## Instructions to follow
Search the data for lines holding the word "kayak". State how many there are, and nothing else.

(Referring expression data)

● ● ● ● ● ● ●

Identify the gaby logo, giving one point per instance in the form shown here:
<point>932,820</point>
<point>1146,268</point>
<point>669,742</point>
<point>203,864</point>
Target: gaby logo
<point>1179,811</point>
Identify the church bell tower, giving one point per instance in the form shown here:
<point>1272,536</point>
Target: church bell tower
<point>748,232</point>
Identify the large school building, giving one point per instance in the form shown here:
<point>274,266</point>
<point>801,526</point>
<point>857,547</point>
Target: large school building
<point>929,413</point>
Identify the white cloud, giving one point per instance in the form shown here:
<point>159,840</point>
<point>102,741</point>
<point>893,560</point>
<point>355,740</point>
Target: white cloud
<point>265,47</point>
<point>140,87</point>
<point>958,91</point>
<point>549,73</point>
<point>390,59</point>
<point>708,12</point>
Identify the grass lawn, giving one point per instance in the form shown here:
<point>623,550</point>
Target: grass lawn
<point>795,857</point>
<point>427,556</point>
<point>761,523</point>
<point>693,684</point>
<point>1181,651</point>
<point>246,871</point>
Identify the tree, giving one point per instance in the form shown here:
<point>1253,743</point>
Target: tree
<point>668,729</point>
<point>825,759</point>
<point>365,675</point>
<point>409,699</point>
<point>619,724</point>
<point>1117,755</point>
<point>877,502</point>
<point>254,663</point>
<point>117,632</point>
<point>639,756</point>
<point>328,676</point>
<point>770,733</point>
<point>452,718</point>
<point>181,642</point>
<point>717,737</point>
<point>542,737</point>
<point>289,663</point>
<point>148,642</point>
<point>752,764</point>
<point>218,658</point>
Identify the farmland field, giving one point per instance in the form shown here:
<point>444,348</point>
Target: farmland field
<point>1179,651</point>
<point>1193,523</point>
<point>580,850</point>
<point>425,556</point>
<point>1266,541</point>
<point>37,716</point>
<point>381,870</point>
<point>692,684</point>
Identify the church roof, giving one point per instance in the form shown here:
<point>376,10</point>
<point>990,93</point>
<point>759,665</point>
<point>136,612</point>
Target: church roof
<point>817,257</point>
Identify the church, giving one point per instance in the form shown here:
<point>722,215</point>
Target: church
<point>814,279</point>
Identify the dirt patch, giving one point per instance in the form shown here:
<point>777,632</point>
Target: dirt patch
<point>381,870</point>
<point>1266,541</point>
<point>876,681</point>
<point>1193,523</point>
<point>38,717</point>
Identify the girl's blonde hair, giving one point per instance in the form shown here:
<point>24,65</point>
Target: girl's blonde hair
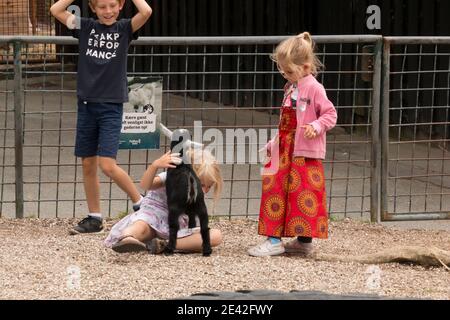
<point>206,167</point>
<point>296,51</point>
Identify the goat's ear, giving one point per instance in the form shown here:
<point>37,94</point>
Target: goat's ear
<point>194,144</point>
<point>166,131</point>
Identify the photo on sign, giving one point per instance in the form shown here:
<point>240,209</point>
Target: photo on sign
<point>141,114</point>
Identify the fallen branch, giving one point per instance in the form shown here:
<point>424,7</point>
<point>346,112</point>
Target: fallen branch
<point>424,256</point>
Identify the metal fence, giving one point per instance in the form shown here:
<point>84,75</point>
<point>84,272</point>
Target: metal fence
<point>416,128</point>
<point>227,83</point>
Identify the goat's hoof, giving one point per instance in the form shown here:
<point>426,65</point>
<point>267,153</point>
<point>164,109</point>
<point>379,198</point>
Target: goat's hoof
<point>207,253</point>
<point>167,251</point>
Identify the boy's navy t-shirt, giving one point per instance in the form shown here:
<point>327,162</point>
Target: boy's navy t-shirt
<point>102,62</point>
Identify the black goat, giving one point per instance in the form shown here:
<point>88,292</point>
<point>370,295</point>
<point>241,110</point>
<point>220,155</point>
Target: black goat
<point>185,195</point>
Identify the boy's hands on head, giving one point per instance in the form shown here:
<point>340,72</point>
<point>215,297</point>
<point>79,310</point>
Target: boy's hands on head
<point>59,11</point>
<point>309,133</point>
<point>144,13</point>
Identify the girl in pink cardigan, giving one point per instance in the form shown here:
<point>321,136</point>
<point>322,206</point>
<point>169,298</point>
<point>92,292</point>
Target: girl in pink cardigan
<point>293,202</point>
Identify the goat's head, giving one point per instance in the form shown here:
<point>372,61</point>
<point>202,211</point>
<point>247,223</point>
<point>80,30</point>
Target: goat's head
<point>180,140</point>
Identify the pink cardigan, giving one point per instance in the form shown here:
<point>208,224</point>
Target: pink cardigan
<point>319,112</point>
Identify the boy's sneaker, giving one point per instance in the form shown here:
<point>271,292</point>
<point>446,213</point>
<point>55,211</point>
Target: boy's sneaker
<point>267,249</point>
<point>157,246</point>
<point>295,246</point>
<point>87,225</point>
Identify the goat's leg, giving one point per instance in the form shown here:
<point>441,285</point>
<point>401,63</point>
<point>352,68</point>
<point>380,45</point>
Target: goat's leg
<point>204,229</point>
<point>174,226</point>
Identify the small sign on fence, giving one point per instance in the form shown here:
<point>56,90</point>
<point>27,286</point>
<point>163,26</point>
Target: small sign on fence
<point>141,115</point>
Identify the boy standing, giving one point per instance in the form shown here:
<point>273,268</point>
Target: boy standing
<point>101,91</point>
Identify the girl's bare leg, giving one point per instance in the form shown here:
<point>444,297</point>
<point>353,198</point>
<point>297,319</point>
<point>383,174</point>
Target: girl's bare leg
<point>193,243</point>
<point>140,230</point>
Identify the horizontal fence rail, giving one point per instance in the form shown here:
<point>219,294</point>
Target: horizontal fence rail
<point>227,83</point>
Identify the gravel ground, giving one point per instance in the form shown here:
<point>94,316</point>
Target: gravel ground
<point>39,260</point>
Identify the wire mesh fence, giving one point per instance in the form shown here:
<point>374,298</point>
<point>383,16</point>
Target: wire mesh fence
<point>27,17</point>
<point>417,129</point>
<point>228,84</point>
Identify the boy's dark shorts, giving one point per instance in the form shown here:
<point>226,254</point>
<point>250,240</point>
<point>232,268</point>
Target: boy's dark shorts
<point>98,129</point>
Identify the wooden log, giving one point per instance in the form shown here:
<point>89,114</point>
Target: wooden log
<point>424,256</point>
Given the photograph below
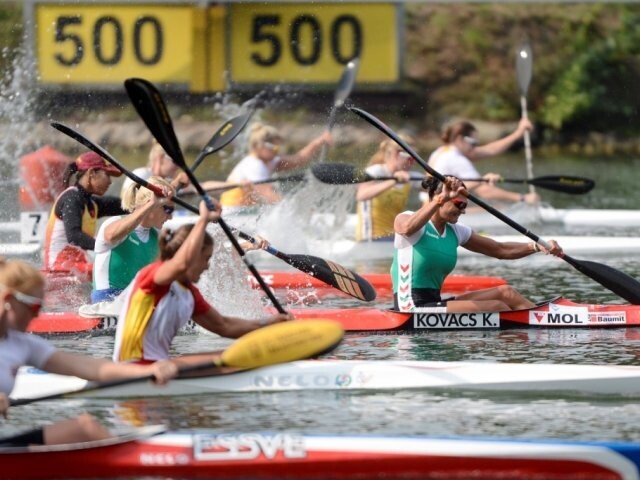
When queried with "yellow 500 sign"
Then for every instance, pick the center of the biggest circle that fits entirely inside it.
(102, 43)
(311, 42)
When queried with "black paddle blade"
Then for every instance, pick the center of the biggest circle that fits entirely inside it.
(564, 184)
(338, 173)
(151, 107)
(224, 136)
(333, 274)
(618, 282)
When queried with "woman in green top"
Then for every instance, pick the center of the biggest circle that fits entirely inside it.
(426, 244)
(127, 243)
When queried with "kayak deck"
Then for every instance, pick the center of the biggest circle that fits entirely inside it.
(557, 313)
(269, 455)
(364, 375)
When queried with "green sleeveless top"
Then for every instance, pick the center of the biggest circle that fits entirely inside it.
(427, 263)
(125, 260)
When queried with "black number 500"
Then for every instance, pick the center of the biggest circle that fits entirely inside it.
(306, 26)
(65, 32)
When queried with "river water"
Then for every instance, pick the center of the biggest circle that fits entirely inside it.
(519, 415)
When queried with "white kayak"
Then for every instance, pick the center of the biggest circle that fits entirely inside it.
(357, 375)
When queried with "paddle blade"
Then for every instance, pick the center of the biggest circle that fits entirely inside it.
(564, 184)
(338, 173)
(345, 85)
(524, 67)
(618, 282)
(283, 342)
(223, 136)
(149, 104)
(333, 274)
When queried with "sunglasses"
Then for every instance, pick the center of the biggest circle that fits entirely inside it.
(471, 141)
(459, 204)
(34, 303)
(271, 146)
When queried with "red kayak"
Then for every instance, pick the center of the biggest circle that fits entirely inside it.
(380, 281)
(210, 454)
(294, 279)
(556, 313)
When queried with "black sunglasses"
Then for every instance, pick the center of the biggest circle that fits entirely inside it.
(459, 204)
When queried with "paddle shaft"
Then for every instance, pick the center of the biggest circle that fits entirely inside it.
(345, 85)
(612, 279)
(524, 72)
(345, 174)
(289, 178)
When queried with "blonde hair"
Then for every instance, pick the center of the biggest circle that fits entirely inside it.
(136, 195)
(155, 153)
(20, 276)
(261, 133)
(386, 145)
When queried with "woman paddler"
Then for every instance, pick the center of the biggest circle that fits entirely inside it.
(125, 244)
(265, 158)
(21, 296)
(71, 228)
(425, 252)
(379, 201)
(461, 147)
(163, 297)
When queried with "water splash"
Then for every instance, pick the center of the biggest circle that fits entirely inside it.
(224, 284)
(17, 106)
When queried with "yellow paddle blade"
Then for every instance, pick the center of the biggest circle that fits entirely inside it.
(283, 342)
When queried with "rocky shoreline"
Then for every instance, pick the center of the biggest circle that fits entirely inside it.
(193, 135)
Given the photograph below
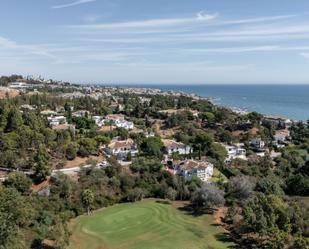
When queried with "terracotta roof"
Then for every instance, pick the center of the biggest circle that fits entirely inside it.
(121, 144)
(172, 143)
(107, 128)
(284, 132)
(63, 127)
(193, 164)
(115, 116)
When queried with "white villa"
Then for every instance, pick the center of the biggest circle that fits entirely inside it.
(171, 146)
(235, 151)
(280, 138)
(192, 168)
(116, 119)
(257, 143)
(121, 148)
(56, 120)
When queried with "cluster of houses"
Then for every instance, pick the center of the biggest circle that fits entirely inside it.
(235, 151)
(116, 120)
(190, 168)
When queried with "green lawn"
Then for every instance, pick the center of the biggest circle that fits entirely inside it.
(146, 225)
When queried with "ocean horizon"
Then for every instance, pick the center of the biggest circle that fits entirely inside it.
(291, 101)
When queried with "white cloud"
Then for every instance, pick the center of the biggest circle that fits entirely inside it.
(306, 55)
(266, 48)
(200, 17)
(79, 2)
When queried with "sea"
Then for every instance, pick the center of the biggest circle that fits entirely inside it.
(291, 101)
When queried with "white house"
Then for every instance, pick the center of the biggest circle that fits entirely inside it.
(119, 121)
(280, 137)
(257, 143)
(192, 168)
(80, 113)
(56, 120)
(171, 146)
(121, 148)
(235, 151)
(124, 124)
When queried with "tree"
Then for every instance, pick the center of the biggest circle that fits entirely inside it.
(241, 187)
(15, 213)
(71, 151)
(217, 151)
(270, 185)
(14, 120)
(152, 146)
(19, 181)
(298, 185)
(171, 194)
(208, 196)
(88, 199)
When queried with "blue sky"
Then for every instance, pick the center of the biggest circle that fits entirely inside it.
(161, 41)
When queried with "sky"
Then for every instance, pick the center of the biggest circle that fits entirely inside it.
(157, 41)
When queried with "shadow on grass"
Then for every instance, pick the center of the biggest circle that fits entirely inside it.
(190, 210)
(163, 202)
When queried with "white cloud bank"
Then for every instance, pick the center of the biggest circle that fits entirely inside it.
(79, 2)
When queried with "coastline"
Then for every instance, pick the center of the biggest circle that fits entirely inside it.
(216, 101)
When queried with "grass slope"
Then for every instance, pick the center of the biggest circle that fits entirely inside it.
(146, 225)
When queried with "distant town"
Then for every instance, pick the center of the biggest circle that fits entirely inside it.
(91, 146)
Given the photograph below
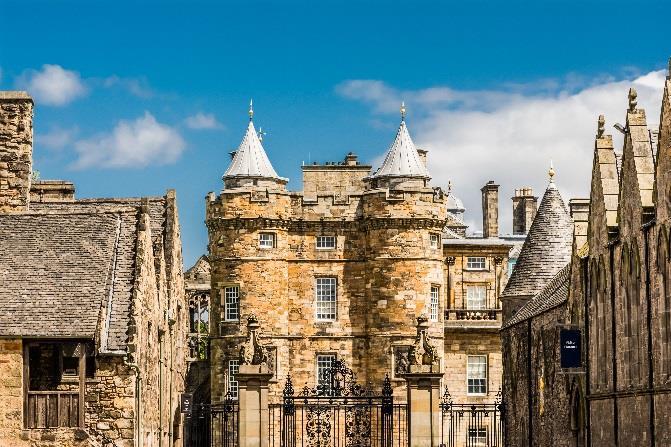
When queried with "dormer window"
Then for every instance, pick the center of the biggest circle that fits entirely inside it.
(266, 240)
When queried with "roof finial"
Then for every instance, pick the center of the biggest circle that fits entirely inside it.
(600, 126)
(551, 172)
(632, 99)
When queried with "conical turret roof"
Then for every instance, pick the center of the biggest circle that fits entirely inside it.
(250, 159)
(547, 248)
(402, 159)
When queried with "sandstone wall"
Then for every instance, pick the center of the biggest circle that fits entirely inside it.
(16, 148)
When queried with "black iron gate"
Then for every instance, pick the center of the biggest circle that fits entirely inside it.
(472, 425)
(338, 412)
(212, 425)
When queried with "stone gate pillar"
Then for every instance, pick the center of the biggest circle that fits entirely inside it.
(253, 377)
(423, 384)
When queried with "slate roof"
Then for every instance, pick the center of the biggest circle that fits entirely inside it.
(402, 158)
(57, 269)
(552, 295)
(547, 248)
(250, 160)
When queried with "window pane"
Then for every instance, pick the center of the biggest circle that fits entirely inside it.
(475, 262)
(476, 297)
(476, 371)
(326, 298)
(325, 241)
(233, 368)
(232, 303)
(435, 294)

● ● ● ● ● ● ●

## Answer section
3